EXTRAIT À LIRE:
───

Les casiers judiciaires

Le casier judiciaire est le premier document auquel on pense en matière de justice. Très utilisé par les statisticiens, il contient les informations suivantes:

  • Les condamnations prononcées par les juridictions pénales
  • Certaines condamnations prononcées par les juridictions commerciales (liquidation judiciaire, faillite personnelle…)
  • Certaines décisions civiles, administratives ou disciplinaires

C’est la seule source permettant de décrire à la fois les infractions sanctionnées par les juridictions, les procédures de jugement, la nature et le quantum des peines prononcées, ainsi que le profil sociodémographique des condamnés.

Il s’agit d’un document nominatif sous l’autorité de la Garde des Sceaux.

On peut donc en extraire, à l’aide des différentes dates, l’âge auquel les faits sanctionnés ont été commis, ainsi que leur nature, des informations qui seront précieuses dans la suite de notre étude. En effet on va discrétiser ces informations en créant par exemple trois catégories pour l’âge et trois pour la nature des faits.

───

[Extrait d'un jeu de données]

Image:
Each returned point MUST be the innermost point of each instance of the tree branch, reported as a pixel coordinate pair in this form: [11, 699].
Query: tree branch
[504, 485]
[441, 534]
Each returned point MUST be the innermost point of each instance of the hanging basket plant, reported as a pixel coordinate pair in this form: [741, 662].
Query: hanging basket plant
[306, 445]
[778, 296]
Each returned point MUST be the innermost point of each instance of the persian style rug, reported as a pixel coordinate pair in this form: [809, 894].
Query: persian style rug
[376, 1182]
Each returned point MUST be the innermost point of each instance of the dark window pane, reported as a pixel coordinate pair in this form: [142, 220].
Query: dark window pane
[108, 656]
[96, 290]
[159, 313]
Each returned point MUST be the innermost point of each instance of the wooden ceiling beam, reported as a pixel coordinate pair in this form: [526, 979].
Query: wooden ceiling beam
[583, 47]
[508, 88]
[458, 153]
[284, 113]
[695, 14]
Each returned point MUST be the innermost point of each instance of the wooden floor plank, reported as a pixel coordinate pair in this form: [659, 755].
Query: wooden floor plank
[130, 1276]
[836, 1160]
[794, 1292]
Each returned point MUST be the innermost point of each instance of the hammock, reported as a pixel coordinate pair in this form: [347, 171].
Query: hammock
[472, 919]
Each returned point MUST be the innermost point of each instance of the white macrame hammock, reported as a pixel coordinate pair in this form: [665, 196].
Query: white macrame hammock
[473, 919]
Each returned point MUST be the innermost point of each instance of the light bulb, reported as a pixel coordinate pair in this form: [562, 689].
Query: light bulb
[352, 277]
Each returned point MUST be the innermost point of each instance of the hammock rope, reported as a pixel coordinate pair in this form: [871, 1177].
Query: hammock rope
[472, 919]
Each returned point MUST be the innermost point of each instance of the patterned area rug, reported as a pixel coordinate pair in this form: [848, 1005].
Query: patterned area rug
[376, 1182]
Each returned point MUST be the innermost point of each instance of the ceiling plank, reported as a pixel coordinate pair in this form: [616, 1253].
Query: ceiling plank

───

Prolongez le texte sur les casiers judiciaires à partir de sa dernière phrase. Les lignes forment un matériau indépendant du texte sur les casiers judiciaires.

Cette source a cependant ses limites, surtout lorsque l’on cherche à l’utiliser pour la statistique.

 

Une source non exhaustive

  • Tout d’abord, il est évident que toutes les infractions ne sont pas condamnées, soit parce que certaines ne sont pas élucidées, soit parce qu’elles sont classées sans suite. Les taux de récidive ne peuvent pas prendre en compte les individus qui récidivent impunément.
  • De plus, certaines affaires ne sont pas inscrites au casier judiciaire ! En effet même lorsque l’affaire fait l’objet d’un jugement ou d’un arrêt, il peut être prononcé une relaxe ou un acquittement, lesquels ne feront pas l’objet d’une inscription au Casier judiciaire.
  • Ensuite, certaines infractions, douanières par exemple, sont réglées par des voies non judiciaires, et n’apparaissent pas non plus.
  • Un autre problème relève des informations portées au CJ. En effet, celui-ci ne porte mention que de la durée de la peine d’emprisonnement prononcée ; il ne fournit aucune indication sur la date réelle de libération du condamné. Pour considérer des durées plus proches de la réalité, les statisticiens ne peuvent qu’utiliser des moyennes en fonction du type d’infraction, tirées d’autres études.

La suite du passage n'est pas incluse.